(Records from a dataset)
┏━━
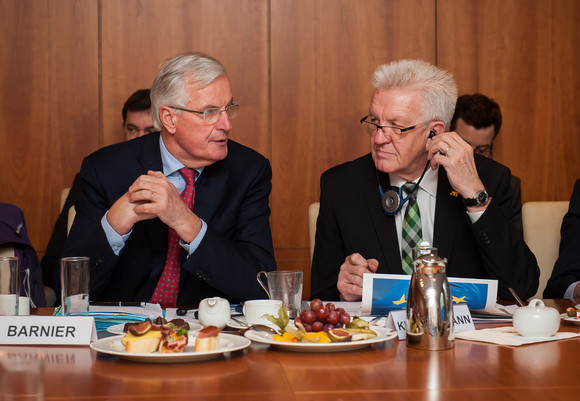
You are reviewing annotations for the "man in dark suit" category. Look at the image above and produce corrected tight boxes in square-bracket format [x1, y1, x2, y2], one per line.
[64, 53, 276, 307]
[450, 93, 524, 233]
[544, 179, 580, 298]
[311, 60, 539, 301]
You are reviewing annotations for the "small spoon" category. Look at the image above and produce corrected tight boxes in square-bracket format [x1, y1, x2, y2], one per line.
[508, 287, 526, 306]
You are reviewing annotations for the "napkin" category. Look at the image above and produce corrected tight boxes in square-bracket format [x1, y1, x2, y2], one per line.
[455, 326, 580, 347]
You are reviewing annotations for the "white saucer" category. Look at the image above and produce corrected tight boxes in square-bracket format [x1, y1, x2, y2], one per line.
[228, 315, 280, 330]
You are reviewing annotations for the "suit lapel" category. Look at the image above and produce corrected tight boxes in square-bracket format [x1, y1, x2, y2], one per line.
[433, 167, 466, 255]
[361, 156, 402, 273]
[193, 159, 230, 222]
[137, 134, 167, 255]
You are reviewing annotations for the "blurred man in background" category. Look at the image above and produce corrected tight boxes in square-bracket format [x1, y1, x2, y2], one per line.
[450, 93, 523, 233]
[40, 89, 155, 306]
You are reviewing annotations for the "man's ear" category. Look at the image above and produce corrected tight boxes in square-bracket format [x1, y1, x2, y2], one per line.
[159, 106, 177, 134]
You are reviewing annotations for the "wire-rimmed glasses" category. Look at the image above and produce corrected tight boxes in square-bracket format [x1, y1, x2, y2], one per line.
[169, 104, 240, 124]
[360, 115, 429, 139]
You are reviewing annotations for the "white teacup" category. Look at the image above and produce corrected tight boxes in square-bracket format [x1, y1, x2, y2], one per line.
[243, 299, 282, 325]
[513, 299, 560, 337]
[197, 297, 231, 329]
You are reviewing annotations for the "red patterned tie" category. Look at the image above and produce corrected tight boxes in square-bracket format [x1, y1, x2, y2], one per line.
[149, 167, 195, 308]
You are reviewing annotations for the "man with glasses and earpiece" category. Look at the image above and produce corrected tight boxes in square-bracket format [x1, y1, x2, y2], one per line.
[450, 93, 523, 233]
[63, 53, 276, 308]
[311, 60, 539, 301]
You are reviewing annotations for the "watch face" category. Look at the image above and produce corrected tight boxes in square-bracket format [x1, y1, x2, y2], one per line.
[475, 191, 489, 205]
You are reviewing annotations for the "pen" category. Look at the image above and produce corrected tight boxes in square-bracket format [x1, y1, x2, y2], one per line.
[90, 301, 146, 306]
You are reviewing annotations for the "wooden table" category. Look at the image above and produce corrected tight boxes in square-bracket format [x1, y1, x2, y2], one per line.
[0, 300, 580, 401]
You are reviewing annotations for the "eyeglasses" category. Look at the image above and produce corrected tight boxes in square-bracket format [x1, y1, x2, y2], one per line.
[169, 104, 240, 124]
[473, 144, 493, 159]
[360, 115, 429, 139]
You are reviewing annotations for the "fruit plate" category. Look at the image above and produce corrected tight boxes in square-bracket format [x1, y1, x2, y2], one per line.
[244, 328, 397, 352]
[107, 321, 203, 334]
[560, 313, 580, 326]
[90, 333, 252, 363]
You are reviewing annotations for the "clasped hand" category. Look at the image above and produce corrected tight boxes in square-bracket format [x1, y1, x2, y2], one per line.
[107, 171, 201, 242]
[427, 132, 485, 205]
[336, 253, 379, 301]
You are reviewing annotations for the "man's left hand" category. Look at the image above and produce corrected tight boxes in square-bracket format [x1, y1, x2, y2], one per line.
[427, 132, 487, 212]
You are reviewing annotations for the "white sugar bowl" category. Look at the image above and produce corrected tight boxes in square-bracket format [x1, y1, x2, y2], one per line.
[197, 297, 230, 329]
[513, 299, 560, 338]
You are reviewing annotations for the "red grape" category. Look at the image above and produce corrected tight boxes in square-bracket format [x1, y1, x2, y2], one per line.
[312, 320, 324, 331]
[339, 312, 350, 324]
[326, 311, 340, 324]
[316, 308, 328, 321]
[322, 324, 334, 333]
[310, 298, 324, 311]
[300, 310, 316, 324]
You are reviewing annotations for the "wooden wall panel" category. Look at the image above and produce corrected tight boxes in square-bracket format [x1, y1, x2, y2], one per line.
[271, 0, 435, 294]
[101, 0, 270, 157]
[0, 0, 99, 250]
[437, 0, 580, 202]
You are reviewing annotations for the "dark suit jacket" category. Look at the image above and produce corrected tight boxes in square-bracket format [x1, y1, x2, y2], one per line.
[311, 154, 540, 300]
[40, 174, 81, 290]
[544, 179, 580, 298]
[63, 133, 276, 305]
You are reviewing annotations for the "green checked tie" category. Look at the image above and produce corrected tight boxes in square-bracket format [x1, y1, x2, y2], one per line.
[401, 182, 423, 274]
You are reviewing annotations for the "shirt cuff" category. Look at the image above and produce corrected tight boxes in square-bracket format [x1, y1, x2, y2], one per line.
[467, 210, 485, 224]
[101, 210, 133, 256]
[564, 281, 580, 299]
[179, 219, 207, 256]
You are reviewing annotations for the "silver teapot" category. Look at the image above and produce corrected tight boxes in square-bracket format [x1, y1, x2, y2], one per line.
[407, 243, 455, 350]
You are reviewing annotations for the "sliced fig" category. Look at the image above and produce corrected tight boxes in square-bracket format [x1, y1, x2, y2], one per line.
[327, 329, 352, 343]
[169, 318, 189, 330]
[129, 320, 152, 336]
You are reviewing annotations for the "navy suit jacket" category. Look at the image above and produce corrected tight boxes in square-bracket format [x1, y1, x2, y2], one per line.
[63, 133, 276, 306]
[544, 179, 580, 298]
[311, 153, 540, 300]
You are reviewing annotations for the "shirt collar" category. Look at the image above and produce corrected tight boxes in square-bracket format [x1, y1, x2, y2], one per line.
[389, 167, 439, 196]
[159, 135, 204, 177]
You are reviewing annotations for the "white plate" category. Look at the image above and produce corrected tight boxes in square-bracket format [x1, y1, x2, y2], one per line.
[560, 312, 580, 325]
[244, 328, 397, 352]
[228, 315, 280, 331]
[107, 321, 203, 334]
[91, 333, 251, 363]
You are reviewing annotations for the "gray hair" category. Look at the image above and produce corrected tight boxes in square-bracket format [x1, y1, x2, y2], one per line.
[151, 53, 227, 130]
[371, 60, 457, 128]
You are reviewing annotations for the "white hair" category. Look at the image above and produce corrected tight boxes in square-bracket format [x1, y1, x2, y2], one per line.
[151, 53, 227, 130]
[371, 60, 457, 128]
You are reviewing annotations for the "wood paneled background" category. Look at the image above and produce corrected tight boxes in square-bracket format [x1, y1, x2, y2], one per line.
[0, 0, 580, 297]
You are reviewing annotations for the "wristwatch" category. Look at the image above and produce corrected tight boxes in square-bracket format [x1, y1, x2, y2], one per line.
[463, 189, 489, 206]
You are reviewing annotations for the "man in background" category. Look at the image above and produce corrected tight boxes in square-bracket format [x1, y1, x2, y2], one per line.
[450, 93, 523, 233]
[122, 89, 156, 141]
[64, 53, 276, 308]
[40, 89, 155, 306]
[544, 179, 580, 299]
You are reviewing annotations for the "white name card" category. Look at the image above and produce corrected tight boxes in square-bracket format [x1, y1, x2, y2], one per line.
[387, 305, 475, 340]
[0, 315, 97, 345]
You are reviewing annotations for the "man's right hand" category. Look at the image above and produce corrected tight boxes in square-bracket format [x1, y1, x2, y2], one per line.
[336, 253, 379, 301]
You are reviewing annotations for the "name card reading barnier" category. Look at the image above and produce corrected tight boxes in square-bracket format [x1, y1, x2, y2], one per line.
[0, 315, 97, 345]
[387, 305, 475, 340]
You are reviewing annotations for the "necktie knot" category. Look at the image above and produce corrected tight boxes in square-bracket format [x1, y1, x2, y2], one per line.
[403, 182, 416, 195]
[179, 167, 196, 186]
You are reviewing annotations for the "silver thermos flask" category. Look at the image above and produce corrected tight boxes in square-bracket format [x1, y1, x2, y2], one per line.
[407, 243, 455, 350]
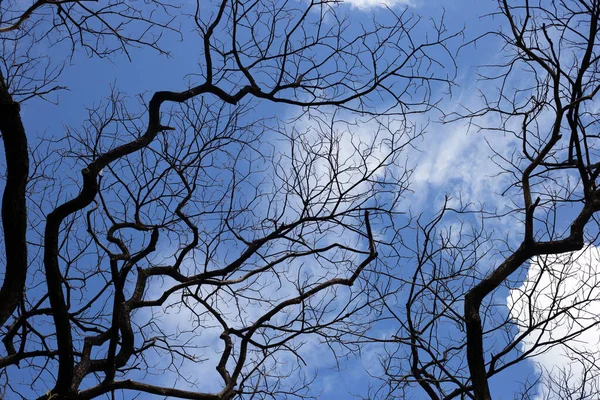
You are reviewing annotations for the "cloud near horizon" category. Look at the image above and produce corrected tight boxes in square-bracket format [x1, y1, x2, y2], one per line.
[344, 0, 414, 10]
[507, 246, 600, 400]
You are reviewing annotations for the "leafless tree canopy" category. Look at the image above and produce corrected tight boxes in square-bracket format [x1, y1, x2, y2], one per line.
[0, 0, 600, 400]
[373, 0, 600, 400]
[0, 0, 454, 399]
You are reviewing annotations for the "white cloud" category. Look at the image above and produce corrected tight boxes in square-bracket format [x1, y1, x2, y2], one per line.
[344, 0, 413, 10]
[508, 246, 600, 400]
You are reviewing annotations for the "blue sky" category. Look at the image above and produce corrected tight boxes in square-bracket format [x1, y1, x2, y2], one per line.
[4, 0, 591, 400]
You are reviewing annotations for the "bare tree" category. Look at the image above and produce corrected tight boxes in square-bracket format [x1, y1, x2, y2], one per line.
[373, 0, 600, 400]
[0, 0, 454, 399]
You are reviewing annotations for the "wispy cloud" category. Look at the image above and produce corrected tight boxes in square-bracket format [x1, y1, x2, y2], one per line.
[508, 246, 600, 400]
[344, 0, 414, 10]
┗━━
PROMPT:
State how many lines in the listing above contain the string "jacket". Case counts, and the answer is the number alone.

ANSWER FOR THE TASK:
2